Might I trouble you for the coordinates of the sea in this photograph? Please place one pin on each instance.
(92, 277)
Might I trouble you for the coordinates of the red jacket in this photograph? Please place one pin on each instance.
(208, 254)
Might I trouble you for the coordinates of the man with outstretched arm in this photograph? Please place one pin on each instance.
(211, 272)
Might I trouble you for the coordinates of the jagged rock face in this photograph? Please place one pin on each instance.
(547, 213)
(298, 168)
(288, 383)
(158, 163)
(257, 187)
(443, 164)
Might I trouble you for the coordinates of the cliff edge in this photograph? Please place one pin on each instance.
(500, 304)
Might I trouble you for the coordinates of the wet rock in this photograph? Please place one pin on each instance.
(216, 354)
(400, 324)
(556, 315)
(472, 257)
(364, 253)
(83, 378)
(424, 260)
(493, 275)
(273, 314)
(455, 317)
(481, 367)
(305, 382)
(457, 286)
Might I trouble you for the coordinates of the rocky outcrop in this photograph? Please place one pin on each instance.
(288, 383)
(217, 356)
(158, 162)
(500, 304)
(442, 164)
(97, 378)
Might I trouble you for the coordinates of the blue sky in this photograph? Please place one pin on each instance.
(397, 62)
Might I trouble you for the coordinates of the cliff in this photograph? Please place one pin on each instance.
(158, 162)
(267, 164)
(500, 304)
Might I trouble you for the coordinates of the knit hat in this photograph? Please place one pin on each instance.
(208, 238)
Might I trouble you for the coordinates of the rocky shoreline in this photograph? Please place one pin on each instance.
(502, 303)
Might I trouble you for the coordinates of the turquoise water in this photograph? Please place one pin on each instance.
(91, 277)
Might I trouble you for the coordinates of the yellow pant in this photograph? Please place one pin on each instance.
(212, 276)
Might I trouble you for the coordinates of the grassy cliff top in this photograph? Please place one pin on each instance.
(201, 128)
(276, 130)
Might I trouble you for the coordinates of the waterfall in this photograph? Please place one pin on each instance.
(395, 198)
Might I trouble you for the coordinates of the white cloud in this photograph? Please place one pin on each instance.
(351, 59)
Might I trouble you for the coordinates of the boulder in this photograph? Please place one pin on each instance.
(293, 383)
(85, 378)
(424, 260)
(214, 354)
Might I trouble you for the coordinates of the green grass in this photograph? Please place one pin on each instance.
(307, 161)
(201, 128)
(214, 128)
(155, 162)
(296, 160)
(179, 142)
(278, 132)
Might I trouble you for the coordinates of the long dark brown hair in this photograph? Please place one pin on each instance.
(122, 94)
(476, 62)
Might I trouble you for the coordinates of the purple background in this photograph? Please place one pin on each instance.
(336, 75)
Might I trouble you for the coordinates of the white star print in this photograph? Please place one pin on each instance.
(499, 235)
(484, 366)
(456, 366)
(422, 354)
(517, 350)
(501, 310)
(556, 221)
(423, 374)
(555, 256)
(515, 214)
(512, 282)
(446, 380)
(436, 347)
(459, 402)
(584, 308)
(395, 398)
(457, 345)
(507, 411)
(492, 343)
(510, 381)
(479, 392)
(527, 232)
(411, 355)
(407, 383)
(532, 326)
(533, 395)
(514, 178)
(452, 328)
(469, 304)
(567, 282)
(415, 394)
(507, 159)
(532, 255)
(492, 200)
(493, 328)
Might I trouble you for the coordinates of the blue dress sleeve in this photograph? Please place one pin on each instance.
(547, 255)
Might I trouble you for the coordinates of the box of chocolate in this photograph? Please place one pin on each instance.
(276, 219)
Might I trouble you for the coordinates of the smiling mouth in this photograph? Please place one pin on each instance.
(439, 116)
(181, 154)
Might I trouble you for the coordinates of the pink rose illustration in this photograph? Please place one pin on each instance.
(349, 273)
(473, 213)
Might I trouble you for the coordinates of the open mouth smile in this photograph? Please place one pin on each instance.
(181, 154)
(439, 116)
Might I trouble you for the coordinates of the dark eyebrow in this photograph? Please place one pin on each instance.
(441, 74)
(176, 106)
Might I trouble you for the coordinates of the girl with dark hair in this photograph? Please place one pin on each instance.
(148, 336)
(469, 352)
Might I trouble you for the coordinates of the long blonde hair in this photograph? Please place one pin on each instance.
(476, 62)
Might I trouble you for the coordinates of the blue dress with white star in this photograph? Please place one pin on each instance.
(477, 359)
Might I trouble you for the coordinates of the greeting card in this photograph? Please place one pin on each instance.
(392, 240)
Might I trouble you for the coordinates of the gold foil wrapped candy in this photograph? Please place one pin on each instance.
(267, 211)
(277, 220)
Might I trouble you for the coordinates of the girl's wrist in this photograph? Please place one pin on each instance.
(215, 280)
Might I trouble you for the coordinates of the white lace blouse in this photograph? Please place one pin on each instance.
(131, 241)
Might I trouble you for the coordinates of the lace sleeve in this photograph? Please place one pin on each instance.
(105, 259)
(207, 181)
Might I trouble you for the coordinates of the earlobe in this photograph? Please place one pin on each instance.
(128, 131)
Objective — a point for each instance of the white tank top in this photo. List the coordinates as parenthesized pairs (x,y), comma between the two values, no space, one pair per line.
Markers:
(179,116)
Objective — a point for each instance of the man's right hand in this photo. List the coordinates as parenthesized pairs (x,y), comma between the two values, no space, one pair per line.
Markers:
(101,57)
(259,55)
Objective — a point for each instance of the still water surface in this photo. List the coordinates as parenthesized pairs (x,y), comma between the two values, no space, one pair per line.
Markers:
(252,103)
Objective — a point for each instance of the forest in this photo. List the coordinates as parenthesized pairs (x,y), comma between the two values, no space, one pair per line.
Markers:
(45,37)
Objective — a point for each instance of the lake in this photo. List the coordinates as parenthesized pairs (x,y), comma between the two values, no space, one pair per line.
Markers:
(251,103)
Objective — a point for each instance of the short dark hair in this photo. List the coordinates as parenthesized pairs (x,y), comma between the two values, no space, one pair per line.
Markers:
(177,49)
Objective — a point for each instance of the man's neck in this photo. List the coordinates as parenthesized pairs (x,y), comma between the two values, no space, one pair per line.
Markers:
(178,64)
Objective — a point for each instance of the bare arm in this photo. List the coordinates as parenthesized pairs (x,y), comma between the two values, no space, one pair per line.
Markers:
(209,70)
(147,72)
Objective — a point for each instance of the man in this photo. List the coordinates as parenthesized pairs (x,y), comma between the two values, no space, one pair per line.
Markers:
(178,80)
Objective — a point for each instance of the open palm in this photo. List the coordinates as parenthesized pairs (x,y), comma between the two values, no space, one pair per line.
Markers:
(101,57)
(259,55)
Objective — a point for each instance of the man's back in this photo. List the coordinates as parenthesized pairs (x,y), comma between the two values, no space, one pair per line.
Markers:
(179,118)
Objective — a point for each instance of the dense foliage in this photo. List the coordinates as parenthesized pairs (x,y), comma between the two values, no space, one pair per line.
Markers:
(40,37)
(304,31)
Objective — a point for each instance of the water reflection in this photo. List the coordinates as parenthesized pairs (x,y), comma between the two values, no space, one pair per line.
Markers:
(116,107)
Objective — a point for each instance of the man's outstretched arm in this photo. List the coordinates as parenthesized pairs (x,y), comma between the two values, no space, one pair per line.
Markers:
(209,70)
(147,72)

__________

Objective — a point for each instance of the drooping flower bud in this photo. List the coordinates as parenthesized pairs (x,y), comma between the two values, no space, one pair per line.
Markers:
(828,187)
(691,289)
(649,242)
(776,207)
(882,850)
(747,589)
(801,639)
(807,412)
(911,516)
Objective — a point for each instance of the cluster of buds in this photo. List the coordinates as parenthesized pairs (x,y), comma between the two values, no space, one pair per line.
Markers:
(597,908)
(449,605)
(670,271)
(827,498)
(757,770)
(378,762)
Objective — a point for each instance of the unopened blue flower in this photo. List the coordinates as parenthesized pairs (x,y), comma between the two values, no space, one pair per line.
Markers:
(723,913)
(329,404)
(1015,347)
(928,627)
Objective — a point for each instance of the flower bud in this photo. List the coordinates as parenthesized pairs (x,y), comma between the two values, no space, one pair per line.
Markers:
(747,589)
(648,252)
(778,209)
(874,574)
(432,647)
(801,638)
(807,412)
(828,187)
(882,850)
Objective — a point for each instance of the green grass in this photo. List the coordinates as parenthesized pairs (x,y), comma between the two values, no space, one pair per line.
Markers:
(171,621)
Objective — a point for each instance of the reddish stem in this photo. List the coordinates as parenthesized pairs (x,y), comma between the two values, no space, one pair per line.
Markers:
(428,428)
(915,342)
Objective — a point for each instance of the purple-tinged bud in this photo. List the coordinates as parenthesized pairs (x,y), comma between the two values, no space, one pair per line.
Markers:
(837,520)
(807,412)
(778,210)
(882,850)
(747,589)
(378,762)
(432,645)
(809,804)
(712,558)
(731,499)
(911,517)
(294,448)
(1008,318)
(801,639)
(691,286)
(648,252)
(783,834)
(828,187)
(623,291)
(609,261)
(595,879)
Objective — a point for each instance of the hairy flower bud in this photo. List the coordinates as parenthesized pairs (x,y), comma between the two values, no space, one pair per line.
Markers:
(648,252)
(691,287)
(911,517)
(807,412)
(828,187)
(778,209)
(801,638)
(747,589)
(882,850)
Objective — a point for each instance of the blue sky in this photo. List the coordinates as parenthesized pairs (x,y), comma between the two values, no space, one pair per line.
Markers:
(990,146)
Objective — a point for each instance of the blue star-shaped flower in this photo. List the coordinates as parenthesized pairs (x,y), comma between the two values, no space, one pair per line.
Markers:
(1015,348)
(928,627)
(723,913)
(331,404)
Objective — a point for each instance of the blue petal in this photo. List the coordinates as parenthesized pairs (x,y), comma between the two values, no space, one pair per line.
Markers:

__________

▶ Action item
Search the material above for the word "flower", then copy each line that holds it.

▶ Completed exercise
Objective — a point for each instance of the drooping flower bud in this photo. List the coordinates as parenthesized pairs (x,y), comma between the two values, no space, one pair per line.
Objective — a point for each instance of the unopened blue flower in this photo. List the coordinates as parenthesized pairs (x,y), comma between the two values, no space, one pair per line.
Objective — a point for each instance of the flower bud in this photo. List the coordinates as parenthesized pairs (x,y), comma between the two values, no space, one pair per line.
Objective — a point for each instance of the hairy flower bud in this photo. List the coordinates as parenthesized pairs (x,y), comma between the two values, no space, one pair per line.
Objective — a point for each instance of the blue star-shaped flower in this photo. List the coordinates as parenthesized pairs (x,y), comma between the two values, no space, one pair per line.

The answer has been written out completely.